Iktikad Baik dan Nasib Asuransi

1 week ago 8

Jakarta -

Ketika saya pertama kali mendengar istilah utmost good faith atau iktikad baik dalam asuransi, saya merasa, "Ah, istilah keren yang hanya dipakai di kelas-kelas teoretis." Namun, seiring waktu, ternyata prinsip ini bukan sekadar jargon. Di sinilah letak nyawa dari industri asuransi yang kerap dipandang sebelah mata. Bukan sekadar prinsip, tapi sebuah cara hidup.

Iktikad baik, sederhana saja sebenarnya: dua belah pihak harus jujur, terbuka, dan saling percaya. Bayangkan, ketika seseorang membeli asuransi, sebenarnya membeli janji. Janji bahwa jika sesuatu yang buruk terjadi, uang asuransi akan keluar. Dan, perusahaan asuransi di sisi lain juga membeli kepercayaan bahwa nasabah telah mengungkapkan semua yang perlu diungkapkan. Jadi, asuransi itu bukan hanya soal polis dan premi, tapi soal kepercayaan yang sangat dalam.

• Data:

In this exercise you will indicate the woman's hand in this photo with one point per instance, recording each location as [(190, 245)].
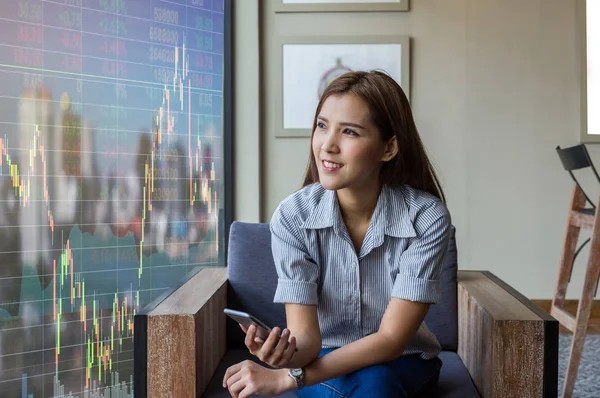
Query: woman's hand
[(246, 378), (277, 350)]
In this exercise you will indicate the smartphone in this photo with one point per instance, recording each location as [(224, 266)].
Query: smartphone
[(245, 319)]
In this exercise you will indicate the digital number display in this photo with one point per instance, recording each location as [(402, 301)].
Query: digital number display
[(111, 148)]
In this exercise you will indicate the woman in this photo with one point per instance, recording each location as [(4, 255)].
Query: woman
[(359, 253)]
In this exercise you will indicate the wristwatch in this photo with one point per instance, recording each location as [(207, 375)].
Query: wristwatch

• Tugas Latihan:
- 1) Jawab pertanyaan berikut berdasarkan tulisan tentang iktikad baik dalam asuransi:
(a) Istilah bahasa Inggris apa yang dipakai untuk iktikad baik dalam asuransi?
(b) Apa yang sebenarnya dibeli seseorang ketika membeli asuransi?
(c) Tiga sikap apa yang harus dimiliki kedua belah pihak?
- 2) Salin tanpa perubahan bagian tulisan tentang iktikad baik dalam asuransi yang dibuka dengan kata-kata "1 week ago 8" dan ditutup dengan "yang sangat dalam.".

• Jawaban:
- 1)
(a) Utmost good faith
(b) Janji
(c) Jujur, terbuka, dan saling percaya

- 2)
1 week ago 8

Jakarta -

Ketika saya pertama kali mendengar istilah utmost good faith atau iktikad baik dalam asuransi, saya merasa, "Ah, istilah keren yang hanya dipakai di kelas-kelas teoretis." Namun, seiring waktu, ternyata prinsip ini bukan sekadar jargon. Di sinilah letak nyawa dari industri asuransi yang kerap dipandang sebelah mata. Bukan sekadar prinsip, tapi sebuah cara hidup.

Iktikad baik, sederhana saja sebenarnya: dua belah pihak harus jujur, terbuka, dan saling percaya. Bayangkan, ketika seseorang membeli asuransi, sebenarnya membeli janji. Janji bahwa jika sesuatu yang buruk terjadi, uang asuransi akan keluar. Dan, perusahaan asuransi di sisi lain juga membeli kepercayaan bahwa nasabah telah mengungkapkan semua yang perlu diungkapkan. Jadi, asuransi itu bukan hanya soal polis dan premi, tapi soal kepercayaan yang sangat dalam.